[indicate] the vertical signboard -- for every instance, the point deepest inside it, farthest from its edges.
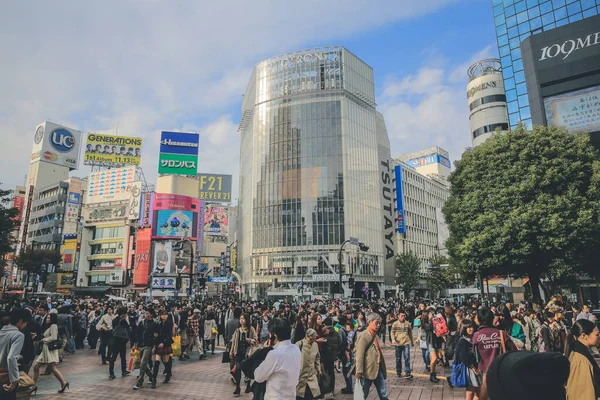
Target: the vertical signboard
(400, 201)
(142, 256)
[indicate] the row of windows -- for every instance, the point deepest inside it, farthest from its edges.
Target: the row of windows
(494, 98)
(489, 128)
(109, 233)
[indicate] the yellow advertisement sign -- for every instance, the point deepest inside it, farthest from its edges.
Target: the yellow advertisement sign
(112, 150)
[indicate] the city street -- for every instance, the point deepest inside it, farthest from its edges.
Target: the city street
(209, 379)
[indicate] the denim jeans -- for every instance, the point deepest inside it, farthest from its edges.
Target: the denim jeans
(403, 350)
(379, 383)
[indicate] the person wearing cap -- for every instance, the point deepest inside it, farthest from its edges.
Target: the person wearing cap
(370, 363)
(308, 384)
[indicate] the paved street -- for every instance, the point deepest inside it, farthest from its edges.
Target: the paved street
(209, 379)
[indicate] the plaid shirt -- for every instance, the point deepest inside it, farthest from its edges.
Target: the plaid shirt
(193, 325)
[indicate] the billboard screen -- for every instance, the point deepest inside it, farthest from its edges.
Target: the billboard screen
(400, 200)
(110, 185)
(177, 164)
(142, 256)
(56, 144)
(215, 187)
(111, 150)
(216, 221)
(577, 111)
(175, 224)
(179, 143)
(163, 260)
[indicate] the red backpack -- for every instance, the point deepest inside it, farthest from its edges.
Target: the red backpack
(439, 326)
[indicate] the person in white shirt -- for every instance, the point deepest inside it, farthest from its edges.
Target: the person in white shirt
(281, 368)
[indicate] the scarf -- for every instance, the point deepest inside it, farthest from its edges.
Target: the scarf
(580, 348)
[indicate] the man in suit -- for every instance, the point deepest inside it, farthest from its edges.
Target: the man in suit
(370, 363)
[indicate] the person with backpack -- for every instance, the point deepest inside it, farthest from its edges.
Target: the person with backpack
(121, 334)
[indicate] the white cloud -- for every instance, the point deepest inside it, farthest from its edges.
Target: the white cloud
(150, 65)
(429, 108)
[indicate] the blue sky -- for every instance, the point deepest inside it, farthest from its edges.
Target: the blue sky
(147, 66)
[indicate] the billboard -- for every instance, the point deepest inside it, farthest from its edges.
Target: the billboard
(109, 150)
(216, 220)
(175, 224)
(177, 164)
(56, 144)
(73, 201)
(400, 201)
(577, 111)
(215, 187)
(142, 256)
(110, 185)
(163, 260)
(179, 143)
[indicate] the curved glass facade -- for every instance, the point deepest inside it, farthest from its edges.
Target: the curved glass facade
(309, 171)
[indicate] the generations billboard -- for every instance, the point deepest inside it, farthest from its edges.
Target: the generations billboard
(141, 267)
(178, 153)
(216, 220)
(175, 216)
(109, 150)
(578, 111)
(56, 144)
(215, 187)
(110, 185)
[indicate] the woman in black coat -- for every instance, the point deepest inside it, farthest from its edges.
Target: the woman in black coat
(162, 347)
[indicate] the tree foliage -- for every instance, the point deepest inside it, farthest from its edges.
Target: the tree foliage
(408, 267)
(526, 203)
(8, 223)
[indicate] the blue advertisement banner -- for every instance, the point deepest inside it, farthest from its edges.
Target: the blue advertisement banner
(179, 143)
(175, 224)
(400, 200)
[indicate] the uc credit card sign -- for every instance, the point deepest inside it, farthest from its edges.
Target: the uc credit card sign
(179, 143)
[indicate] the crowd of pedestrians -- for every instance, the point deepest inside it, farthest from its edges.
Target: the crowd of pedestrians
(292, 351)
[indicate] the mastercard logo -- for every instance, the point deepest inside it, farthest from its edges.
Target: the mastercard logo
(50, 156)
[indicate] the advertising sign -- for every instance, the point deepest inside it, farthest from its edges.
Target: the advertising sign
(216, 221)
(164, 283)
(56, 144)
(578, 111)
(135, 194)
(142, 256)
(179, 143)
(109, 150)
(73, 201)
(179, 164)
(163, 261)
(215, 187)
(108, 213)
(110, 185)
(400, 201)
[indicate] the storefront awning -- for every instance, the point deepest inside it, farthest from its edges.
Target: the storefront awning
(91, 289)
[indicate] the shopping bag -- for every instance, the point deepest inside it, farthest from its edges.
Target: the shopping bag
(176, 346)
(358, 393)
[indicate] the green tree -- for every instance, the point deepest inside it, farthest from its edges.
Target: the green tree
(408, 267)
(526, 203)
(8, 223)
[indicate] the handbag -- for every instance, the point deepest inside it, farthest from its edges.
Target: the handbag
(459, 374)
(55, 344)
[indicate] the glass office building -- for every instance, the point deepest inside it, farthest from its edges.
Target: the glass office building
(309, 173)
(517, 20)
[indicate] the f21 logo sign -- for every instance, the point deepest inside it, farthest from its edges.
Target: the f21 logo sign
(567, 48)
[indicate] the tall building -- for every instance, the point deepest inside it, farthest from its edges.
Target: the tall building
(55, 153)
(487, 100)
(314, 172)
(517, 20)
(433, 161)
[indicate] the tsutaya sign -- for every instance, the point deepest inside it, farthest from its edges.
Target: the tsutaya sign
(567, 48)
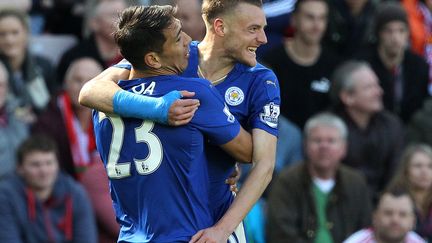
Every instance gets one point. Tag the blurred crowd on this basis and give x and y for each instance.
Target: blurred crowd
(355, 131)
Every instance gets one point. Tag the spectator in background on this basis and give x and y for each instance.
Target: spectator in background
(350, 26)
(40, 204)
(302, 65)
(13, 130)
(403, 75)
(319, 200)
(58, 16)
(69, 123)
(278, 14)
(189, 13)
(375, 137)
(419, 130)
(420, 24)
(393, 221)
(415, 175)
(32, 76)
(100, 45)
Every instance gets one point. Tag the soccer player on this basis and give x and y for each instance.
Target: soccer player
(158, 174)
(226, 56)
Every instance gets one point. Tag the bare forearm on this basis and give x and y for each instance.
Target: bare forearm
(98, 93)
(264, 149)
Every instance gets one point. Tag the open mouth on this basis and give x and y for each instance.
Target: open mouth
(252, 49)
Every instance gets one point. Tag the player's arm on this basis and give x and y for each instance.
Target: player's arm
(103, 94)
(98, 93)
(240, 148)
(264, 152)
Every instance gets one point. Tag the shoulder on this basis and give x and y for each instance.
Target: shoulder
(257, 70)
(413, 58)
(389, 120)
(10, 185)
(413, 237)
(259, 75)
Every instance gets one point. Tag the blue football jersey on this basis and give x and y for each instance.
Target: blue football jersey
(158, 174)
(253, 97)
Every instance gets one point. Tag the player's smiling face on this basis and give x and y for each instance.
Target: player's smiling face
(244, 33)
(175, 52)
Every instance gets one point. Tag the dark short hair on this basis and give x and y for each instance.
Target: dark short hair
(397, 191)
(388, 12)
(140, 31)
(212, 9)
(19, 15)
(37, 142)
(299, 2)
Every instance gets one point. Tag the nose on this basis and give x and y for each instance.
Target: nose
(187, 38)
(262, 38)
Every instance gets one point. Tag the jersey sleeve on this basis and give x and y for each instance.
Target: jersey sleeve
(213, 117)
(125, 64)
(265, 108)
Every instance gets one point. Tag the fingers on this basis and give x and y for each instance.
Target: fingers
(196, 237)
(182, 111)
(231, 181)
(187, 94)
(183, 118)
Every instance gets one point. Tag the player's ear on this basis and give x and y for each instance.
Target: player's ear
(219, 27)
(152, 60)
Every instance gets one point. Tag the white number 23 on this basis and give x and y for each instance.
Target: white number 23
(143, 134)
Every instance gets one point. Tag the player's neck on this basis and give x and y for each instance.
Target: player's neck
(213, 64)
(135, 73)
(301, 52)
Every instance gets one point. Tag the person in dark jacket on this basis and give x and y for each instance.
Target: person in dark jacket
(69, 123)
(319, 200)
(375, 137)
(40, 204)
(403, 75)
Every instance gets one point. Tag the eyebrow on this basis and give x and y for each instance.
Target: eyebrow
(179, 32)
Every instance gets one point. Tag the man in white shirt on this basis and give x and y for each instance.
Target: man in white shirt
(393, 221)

================

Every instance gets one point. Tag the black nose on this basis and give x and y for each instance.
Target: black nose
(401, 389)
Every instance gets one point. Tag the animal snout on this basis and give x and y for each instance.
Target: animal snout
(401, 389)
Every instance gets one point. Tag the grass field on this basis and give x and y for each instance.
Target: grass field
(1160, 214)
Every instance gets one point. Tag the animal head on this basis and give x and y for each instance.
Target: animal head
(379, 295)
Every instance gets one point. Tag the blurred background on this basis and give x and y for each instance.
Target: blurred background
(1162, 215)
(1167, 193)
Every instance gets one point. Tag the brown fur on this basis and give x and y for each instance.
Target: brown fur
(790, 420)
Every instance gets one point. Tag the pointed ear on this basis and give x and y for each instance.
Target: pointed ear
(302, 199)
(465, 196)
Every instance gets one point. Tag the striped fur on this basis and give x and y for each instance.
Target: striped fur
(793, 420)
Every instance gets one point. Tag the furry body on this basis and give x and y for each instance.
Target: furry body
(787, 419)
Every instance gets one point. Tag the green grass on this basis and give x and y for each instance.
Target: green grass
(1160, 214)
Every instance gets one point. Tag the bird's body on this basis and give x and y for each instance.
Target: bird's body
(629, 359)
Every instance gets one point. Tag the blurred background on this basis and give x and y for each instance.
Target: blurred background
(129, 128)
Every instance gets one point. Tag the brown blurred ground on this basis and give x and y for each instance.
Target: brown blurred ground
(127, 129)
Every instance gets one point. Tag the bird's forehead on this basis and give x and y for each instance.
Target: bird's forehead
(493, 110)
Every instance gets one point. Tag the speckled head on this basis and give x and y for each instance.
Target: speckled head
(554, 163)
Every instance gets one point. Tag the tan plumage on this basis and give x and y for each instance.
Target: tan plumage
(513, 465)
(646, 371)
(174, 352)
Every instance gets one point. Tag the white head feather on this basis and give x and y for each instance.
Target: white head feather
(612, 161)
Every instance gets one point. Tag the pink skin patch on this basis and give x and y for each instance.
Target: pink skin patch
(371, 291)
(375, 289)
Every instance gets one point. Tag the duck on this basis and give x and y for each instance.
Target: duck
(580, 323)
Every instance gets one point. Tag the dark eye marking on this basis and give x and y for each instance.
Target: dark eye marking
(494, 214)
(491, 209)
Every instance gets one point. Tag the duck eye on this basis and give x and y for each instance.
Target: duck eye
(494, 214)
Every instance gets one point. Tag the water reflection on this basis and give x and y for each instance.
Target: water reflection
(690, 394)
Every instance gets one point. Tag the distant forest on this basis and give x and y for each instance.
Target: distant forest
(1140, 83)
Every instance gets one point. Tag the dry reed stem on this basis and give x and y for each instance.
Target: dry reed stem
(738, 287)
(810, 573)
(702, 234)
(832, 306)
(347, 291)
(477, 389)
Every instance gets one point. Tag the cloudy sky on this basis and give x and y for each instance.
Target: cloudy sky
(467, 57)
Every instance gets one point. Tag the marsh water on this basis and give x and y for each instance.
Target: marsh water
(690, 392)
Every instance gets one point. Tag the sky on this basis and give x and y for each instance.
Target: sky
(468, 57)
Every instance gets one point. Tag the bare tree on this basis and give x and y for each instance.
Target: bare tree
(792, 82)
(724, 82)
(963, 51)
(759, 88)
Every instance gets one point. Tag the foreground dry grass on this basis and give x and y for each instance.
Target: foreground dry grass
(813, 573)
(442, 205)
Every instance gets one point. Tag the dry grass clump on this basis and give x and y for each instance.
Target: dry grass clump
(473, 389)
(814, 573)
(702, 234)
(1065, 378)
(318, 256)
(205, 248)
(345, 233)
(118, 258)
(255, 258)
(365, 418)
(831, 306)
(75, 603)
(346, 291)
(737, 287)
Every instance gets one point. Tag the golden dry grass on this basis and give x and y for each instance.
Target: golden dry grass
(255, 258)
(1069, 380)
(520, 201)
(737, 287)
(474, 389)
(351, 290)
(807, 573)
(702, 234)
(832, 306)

================

**Task instructions**
Pull out every line of the material above that contains the string "marsh".

**Result for this exercise**
Every instance gets one point. Tag the marsh water on this basis and give x and y for each instance.
Target: marsh water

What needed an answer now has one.